→ **Excerpt to read**:
Segment Open
Location: Aerial Application Technology Research2015 Annual Report
1a. Objectives (from AD-416):
Objective 1: Optimize aerial spray technologies for on-target deposition and drift mitigation. Subobjective 1A: Characterize effects of spray systems and formulations on droplet size. Subobjective 1B: Enhance spray swath deposition and uniformity. Subobjective 1C: Develop criteria for efficient operation and selection of aerial spray systems. Objective 2: Develop geospatial data processing and analyses methods for crop condition assessment and pest management. Subobjective 2A: Develop variable rate application methods for plant growth regulators (PGRs) and defoliants based on physiological conditions. Subobjective 2B: Develop precision aerial application methods for fertilization and disease control based on biotic conditions.
1b. Approach (from AD-416):
Utilizing engineering and biological principles, laboratory and field studies will be conducted to evaluate the effects of various aerial application parameters, such as spray formulation and droplet size, on aerial application efficiency and biological efficacy. Efforts will focus on the integration of laboratory spray droplet measurements and remote sensing systems to maximize the efficacy of crop production materials while minimizing any off-target impact from these sprays. Plant health and species differences will be determined from remotely sensed data and used to make spray application decisions related to spatial locations and dosages. This project will develop and implement new and improved aerial application technologies for safe, efficient, and sustainable crop production and protection.
3. Progress Report:
Work under this project during FY 2015 resulted in significant progress in improving the efficacy of crop production and protection materials (Objective 1), enhancing the use of remote sensing and precision application in crop production systems (Objective 2), and spray droplet modeling (Objectives 1, 2). Significant progress was made in development of spray deposition and drift models, which will aid spray applicators in making spray applications that increase efficacy and minimize off-target spray drift. Wind-tunnel tests were completed to determine the levels of spray drift mitigation from a number of spray nozzles and formulations including real-world tank mixes used by aerial applicators. These projects support the EPA Drift Reduction Technology Program, DoD-Deployed WarFighter Protection Program, and U.S. Navy Entomology Center of Excellence. A variable-rate controller was developed and installed for screwworm dispersion with the APHIS-Screwworm Barrier Maintenance Program in Panama. Biological assessments of various mosquito control products and rates were conducted in conjunction with university and mosquito abatement personnel. These studies also included numerous honeybee toxicity studies. Free smartphone applications along with the Unit’s spray atomization models were further developed and modified for the iPhone and Google Play platforms that transfer the project’s research data into more useful formats for our customers. Remote sensing studies were conducted that identified volunteer cotton plants in ditches and waterways, and diseased cotton plants. Numerous remote sensing flights were conducted to monitor the spread of cotton root rot at two locations in Texas. A single camera imaging system for remote sensing studies was developed using a consumer-grade camera and transferred to aerial applicators to use in their operations. Project scientists during FY 2015 served on numerous occasions as experts in the aerial application industry and were sought out for advice and consultation by industry and academic research personnel, and by officials with the EPA, Department of Homeland Security, DoD, State Department, USDA-APHIS, and representatives from numerous state agencies and organizations. This project supports National Programs 305, 304, and 104.
Segment Closed
→ **Extracted entries**:
Segment Open
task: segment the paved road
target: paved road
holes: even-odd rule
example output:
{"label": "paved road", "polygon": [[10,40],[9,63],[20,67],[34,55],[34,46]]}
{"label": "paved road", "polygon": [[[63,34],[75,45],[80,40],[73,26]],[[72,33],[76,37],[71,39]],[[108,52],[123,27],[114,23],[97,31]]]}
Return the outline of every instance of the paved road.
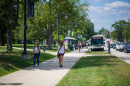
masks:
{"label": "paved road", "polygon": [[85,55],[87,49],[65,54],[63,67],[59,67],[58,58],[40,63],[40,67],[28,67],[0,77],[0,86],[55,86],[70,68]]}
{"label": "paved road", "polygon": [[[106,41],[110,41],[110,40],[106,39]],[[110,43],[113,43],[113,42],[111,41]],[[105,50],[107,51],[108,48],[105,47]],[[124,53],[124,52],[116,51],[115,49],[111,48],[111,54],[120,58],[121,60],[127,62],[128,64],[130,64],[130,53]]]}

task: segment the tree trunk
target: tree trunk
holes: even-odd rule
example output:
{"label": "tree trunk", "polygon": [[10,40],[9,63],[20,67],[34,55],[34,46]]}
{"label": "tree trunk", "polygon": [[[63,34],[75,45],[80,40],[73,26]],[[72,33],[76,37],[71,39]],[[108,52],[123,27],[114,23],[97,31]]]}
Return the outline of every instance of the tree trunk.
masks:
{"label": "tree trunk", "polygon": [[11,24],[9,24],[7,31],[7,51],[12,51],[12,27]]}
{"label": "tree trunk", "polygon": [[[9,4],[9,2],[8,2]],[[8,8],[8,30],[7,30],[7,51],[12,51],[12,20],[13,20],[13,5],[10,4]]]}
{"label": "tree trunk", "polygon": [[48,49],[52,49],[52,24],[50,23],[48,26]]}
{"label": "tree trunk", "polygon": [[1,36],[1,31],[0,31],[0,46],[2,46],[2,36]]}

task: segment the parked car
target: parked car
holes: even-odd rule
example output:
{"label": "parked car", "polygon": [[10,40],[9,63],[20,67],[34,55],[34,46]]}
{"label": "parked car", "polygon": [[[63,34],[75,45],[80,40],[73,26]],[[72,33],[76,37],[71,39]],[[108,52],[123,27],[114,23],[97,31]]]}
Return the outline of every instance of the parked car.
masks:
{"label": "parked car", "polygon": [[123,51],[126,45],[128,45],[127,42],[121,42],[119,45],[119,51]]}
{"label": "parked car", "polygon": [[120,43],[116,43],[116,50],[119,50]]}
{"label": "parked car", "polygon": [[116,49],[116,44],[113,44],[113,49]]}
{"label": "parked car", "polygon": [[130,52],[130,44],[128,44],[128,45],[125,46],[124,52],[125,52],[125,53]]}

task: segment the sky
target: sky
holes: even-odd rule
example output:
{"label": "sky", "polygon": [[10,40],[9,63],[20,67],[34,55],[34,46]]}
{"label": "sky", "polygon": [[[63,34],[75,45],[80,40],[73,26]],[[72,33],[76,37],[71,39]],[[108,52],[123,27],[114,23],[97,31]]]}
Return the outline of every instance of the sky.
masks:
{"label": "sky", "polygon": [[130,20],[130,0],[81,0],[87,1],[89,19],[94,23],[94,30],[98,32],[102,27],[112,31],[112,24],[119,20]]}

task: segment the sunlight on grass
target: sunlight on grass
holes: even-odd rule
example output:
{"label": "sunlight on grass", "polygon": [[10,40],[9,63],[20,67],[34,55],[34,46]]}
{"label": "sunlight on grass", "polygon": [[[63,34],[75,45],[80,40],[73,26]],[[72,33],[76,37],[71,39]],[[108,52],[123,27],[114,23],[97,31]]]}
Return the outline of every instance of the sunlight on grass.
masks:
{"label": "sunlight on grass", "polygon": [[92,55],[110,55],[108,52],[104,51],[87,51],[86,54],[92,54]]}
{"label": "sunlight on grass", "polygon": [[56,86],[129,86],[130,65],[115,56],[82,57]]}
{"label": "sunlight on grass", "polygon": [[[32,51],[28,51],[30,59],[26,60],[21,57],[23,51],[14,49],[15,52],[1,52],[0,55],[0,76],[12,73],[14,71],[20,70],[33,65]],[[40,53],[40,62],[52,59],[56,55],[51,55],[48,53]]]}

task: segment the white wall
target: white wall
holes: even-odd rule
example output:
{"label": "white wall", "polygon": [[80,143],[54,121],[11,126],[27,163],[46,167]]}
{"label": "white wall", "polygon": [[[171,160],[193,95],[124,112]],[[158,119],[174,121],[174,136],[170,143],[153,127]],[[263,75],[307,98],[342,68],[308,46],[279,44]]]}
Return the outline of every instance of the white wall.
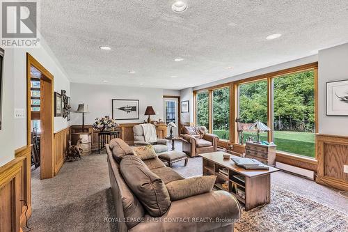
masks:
Segment Closed
→ **Assigned task A**:
Reproduce verbatim the part of the aerial application research report above between "1b. Approach (from" and "production and protection.", inclusive.
→ **Assigned task B**:
Translate this sentence from the aerial application research report into Spanish: "Numerous remote sensing flights were conducted to monitor the spread of cotton root rot at two locations in Texas."
→ **Assigned task C**:
Continue the aerial application research report, picking up after its final sentence.

→ **Reply A**:
1b. Approach (from AD-416):
Utilizing engineering and biological principles, laboratory and field studies will be conducted to evaluate the effects of various aerial application parameters, such as spray formulation and droplet size, on aerial application efficiency and biological efficacy. Efforts will focus on the integration of laboratory spray droplet measurements and remote sensing systems to maximize the efficacy of crop production materials while minimizing any off-target impact from these sprays. Plant health and species differences will be determined from remotely sensed data and used to make spray application decisions related to spatial locations and dosages. This project will develop and implement new and improved aerial application technologies for safe, efficient, and sustainable crop production and protection.

→ **Reply B**:
Se realizaron numerosos vuelos de teledetección para monitorear la propagación de la pudrición de la raíz del algodón en dos localidades de Texas.

→ **Reply C**:
1. A low-cost single-camera imaging system for aerial applicators. Agricultural aircraft provide a readily available and versatile platform for airborne remote sensing. ARS researchers at College Station, Texas, developed a low-cost, user-friendly imaging system that can be easily installed on aerial applicators’ aircraft for pest detection and application assessment. The system employs a digital camera to acquire geotagged images and multiple images can be easily stitched together using readily available software for assessing large cropping areas. Aerial applicators can use the procedures and techniques developed by this work to assemble such a system and use it to generate additional revenues from remote sensing services.
2. Update to the ARS fixed wing spray nozzle models. Successful aerial applications require proper spray nozzle selection and setup to insure droplet size meets both label requirements and meteorological and geographical conditions at the site of application. ARS scientists at College Station, Texas, successfully evaluated the 12 most commonly used aerial spray nozzles for droplet size across all potential nozzle configurations (nozzle size and position in the airstream) and operational settings (spray pressure and flight speed). The new models greatly enhance the currently available data for the aerial nozzles tested and were used to update computer and mobile device based user interfaces. Using the developed spray nozzle models, aerial applicators can properly select nozzle type and operational settings that insure their applications meet agrochemical product label requirements to maximize efficacy with minimal off-target drift.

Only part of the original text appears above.